Records from a dataset:
## begin

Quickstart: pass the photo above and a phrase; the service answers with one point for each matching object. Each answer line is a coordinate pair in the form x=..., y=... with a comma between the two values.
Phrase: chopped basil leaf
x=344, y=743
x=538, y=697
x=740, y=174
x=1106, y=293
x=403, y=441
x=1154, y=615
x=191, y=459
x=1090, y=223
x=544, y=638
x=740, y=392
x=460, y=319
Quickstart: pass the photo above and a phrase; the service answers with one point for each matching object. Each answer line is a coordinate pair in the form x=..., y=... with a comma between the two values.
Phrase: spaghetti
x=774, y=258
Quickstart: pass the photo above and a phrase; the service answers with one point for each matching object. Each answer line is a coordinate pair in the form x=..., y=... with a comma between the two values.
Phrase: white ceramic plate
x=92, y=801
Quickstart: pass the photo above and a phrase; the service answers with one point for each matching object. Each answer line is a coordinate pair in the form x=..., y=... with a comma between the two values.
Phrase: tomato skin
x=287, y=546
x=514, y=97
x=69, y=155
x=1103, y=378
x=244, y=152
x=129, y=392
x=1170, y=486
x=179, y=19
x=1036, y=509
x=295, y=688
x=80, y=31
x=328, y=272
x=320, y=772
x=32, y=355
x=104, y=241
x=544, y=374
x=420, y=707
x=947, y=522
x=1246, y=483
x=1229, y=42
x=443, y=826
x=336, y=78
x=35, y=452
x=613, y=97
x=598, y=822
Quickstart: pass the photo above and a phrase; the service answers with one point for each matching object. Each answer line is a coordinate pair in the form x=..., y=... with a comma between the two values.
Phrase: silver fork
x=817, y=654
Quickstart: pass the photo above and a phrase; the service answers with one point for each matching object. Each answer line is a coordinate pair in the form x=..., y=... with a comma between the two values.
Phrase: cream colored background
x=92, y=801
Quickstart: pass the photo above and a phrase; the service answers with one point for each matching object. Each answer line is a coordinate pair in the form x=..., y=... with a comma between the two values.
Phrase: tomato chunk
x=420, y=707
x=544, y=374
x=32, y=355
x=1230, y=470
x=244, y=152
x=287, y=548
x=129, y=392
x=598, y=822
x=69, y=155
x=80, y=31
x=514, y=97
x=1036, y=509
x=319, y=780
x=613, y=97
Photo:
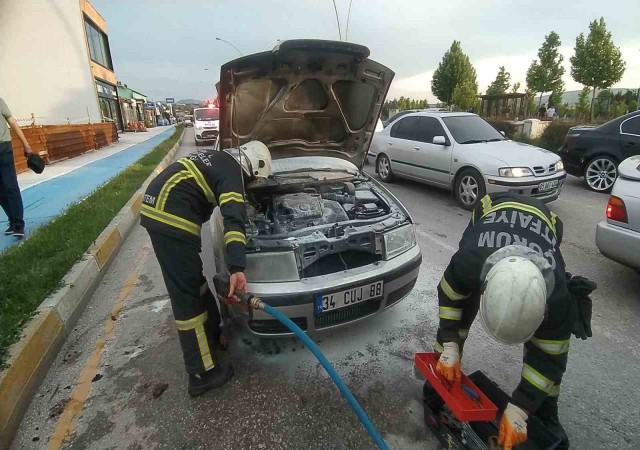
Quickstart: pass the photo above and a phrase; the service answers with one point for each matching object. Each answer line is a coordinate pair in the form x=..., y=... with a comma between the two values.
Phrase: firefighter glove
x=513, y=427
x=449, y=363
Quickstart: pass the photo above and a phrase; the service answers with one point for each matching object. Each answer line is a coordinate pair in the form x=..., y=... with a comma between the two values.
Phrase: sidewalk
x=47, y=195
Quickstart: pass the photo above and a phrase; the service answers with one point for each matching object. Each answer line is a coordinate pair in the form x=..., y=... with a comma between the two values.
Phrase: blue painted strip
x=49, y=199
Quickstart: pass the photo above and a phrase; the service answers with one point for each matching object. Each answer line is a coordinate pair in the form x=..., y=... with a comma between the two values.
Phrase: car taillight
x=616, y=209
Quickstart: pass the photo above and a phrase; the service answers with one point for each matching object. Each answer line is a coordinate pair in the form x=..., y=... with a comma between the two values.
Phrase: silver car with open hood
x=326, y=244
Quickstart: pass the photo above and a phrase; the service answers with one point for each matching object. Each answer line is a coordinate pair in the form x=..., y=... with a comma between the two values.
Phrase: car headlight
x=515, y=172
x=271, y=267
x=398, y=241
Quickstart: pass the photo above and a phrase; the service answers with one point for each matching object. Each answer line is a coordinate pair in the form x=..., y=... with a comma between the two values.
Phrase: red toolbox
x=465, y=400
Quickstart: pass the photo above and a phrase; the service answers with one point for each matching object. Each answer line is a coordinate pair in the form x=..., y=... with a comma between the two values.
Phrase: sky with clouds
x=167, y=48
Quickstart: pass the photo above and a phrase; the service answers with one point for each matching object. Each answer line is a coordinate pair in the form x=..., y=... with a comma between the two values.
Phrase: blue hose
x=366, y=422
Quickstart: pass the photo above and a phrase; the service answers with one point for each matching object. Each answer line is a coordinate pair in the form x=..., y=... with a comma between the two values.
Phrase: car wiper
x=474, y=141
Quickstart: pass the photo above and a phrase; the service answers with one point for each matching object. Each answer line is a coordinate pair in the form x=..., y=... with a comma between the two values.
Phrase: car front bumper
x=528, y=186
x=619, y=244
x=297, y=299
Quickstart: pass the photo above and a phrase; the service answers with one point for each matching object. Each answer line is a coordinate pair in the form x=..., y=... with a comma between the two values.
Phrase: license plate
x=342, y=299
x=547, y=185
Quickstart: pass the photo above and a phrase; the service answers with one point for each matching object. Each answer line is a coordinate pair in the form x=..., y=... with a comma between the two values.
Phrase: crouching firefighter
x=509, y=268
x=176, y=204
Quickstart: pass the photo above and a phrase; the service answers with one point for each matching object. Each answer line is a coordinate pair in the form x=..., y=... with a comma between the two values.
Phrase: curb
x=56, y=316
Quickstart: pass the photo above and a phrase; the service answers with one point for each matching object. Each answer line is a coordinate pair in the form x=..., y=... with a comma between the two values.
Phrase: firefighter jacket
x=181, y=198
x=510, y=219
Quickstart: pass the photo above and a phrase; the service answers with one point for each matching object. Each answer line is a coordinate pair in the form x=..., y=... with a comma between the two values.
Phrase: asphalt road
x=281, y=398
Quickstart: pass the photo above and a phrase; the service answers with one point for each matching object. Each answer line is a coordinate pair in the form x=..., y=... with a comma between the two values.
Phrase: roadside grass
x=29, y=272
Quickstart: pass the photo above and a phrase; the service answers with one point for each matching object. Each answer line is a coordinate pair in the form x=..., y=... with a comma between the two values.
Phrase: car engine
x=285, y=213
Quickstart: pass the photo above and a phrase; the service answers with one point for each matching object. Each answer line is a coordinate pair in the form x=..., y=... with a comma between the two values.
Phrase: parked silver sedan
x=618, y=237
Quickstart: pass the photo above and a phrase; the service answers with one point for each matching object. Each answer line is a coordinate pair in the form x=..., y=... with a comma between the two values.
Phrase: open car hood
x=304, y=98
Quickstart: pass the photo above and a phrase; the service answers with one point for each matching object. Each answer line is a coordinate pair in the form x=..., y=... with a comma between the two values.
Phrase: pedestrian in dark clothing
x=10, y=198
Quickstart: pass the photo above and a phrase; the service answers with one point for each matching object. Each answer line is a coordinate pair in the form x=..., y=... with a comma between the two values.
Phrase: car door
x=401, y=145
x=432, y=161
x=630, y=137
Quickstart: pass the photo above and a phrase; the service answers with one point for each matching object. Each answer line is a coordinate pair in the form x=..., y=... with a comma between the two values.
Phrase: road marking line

## end
## begin

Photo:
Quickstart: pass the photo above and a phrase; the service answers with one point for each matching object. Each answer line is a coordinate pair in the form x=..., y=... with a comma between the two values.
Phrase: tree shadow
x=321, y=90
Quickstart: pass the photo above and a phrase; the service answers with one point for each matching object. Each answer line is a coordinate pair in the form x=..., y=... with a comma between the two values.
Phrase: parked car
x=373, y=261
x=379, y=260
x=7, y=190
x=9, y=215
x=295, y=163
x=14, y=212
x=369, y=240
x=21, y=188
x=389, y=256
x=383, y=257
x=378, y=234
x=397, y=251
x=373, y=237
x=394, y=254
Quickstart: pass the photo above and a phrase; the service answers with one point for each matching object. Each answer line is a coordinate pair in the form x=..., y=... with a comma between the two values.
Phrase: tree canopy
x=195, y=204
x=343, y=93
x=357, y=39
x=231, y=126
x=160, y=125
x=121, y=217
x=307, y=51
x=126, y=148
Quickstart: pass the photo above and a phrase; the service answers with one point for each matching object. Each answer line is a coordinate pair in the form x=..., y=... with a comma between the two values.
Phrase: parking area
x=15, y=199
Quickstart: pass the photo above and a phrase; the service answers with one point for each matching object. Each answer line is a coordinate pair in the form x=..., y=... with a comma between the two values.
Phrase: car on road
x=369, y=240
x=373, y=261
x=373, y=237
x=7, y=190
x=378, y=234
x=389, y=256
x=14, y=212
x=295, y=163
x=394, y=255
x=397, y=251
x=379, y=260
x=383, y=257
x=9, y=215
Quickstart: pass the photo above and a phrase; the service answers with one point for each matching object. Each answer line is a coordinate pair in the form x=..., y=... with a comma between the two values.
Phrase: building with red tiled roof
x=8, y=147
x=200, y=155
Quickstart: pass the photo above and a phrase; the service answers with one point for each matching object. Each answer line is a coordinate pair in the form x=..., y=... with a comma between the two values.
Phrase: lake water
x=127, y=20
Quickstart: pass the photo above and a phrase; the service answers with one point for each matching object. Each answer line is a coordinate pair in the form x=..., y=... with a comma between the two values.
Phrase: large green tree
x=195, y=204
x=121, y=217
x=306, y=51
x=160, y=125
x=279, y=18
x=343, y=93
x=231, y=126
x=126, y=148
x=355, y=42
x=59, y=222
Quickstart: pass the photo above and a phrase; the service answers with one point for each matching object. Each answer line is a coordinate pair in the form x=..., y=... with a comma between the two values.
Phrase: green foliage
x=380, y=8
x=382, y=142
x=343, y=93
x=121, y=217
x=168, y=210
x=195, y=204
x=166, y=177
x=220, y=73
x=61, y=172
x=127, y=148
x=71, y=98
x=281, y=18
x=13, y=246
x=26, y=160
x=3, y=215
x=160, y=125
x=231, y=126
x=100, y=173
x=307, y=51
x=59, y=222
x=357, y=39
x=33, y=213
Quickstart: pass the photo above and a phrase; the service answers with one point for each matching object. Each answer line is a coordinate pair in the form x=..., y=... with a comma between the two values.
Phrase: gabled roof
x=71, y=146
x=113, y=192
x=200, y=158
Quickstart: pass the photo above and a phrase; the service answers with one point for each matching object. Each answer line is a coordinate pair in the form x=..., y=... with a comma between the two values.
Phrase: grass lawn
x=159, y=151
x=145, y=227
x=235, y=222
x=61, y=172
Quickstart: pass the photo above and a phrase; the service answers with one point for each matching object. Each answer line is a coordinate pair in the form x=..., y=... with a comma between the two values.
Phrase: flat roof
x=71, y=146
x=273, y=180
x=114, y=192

## end

• Description of the task: Filter the lines above down to those containing the word "plate", and copy each matching line.

• Correct output:
Phrase: white ceramic plate
Phrase: license plate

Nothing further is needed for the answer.